DIRECTIONS
Continue the passage below about GT and its locations in the body, beginning right after its final sentence.

SELECTED TEXT
# # # #
The average presenting age of GT is usually between 30 to 50 years old and the tumor starts to become atrophied after the age of 60 [11, 15]. Its prevalence in both genders is nearly similar [16]. However, the GT is more likely to be extra-digital in male patients [1, 17].

The GTs can be found in any location, even in visceral organs. There are reported cases of GT affecting breast [18], thyroid [6, 10], heart [7, 19], trachea [2, 20], lung [8], mediastinum [21, 22], esophagus [5, 23], stomach [24, 25], liver [26], small intestine [9] and colon [27]. Extra-digital cases may be missed frequently as a result of affecting less common sites and their atypical presentation. Similarly, our GT case involving the chest wall at the mid-axillary line had long been missed and maltreated. To the best of our knowledge, only 7 cases of GT with chest wall involvement have been reported in the literature [Table 1]. Most reported chest wall GT, interestingly, are from the east and southeast Asia, suggesting a possible role of genetics in this specific variety of the tumor.
# # # #
MATERIAL PROVIDED
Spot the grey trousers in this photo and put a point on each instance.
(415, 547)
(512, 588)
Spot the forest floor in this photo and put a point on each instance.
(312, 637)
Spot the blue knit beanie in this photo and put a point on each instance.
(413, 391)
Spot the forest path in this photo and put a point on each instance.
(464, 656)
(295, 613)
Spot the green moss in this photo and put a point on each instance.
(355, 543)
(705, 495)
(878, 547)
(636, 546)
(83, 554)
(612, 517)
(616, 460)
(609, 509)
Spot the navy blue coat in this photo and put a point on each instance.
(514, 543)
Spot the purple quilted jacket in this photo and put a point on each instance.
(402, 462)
# # # #
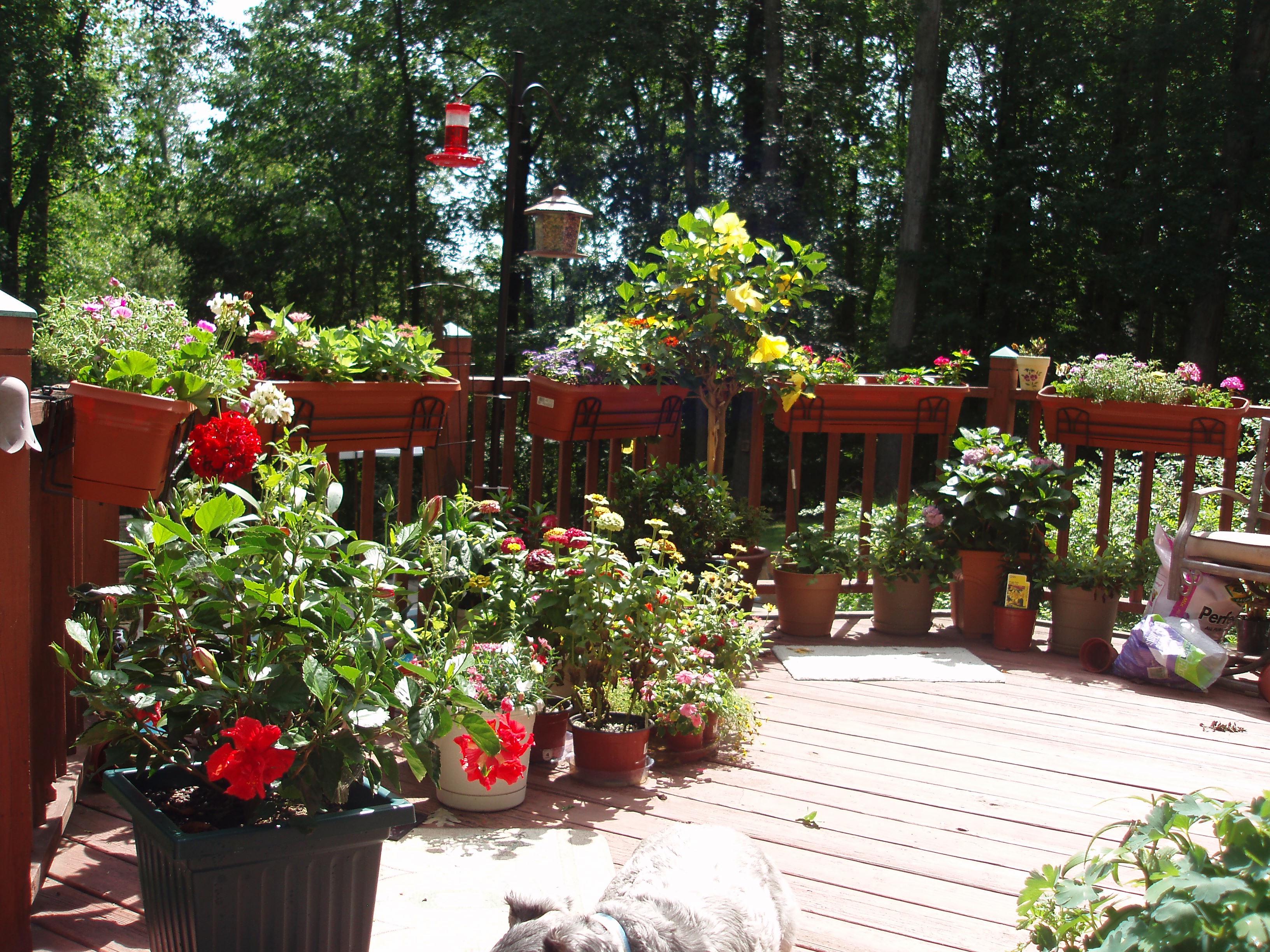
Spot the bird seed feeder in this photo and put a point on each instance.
# # # #
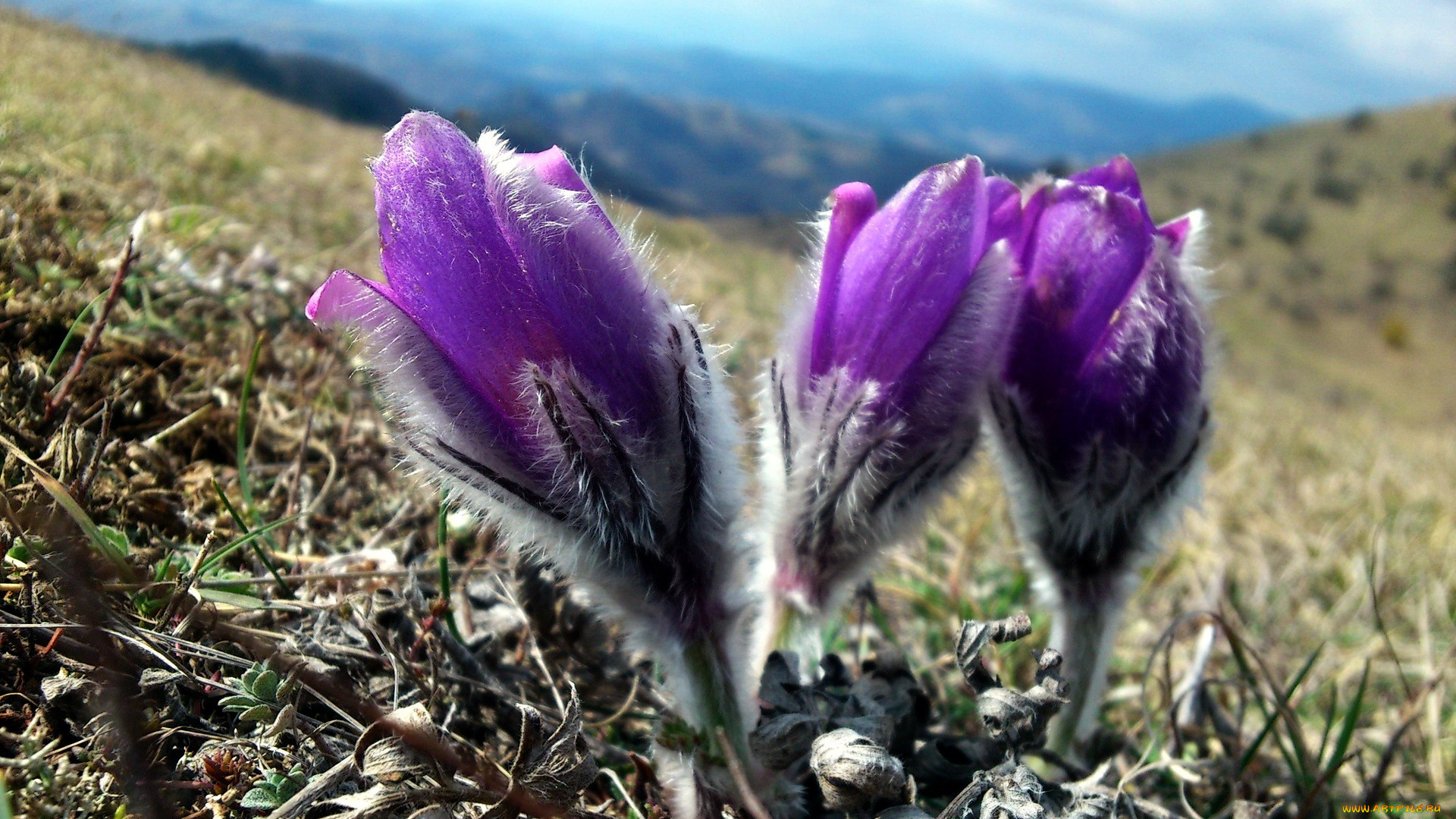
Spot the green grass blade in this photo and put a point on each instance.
# # # #
WRITTEN RESPONSE
Table 1 Reported cases of chest wall glomus tumor in the literature

Van Geertruyden et al. demonstrated that the average time between the beginning of GT’s symptoms and its diagnosis is 10 years [28]. This time was 15 years in our patient.

History of paroxysmal pain, which appears spontaneously or following direct compression and exposure to cold temperature, is the main clue to reach the diagnosis [11]. Upon physical examination, Love's test and Hildreth ischemia test are helpful [29]. In Love's test, pain ensues from blunt point pressure on the lesion, and in the ischemia test, pain is relieved following tourniquet inflation. Love's test has up to 100 percent sensitivity, but is not specific in diagnosing the lesion. However, the Hildreth test has up to 92 percent sensitivity, and up to 100 percent reported specificity in diagnosing the GT [11, 30].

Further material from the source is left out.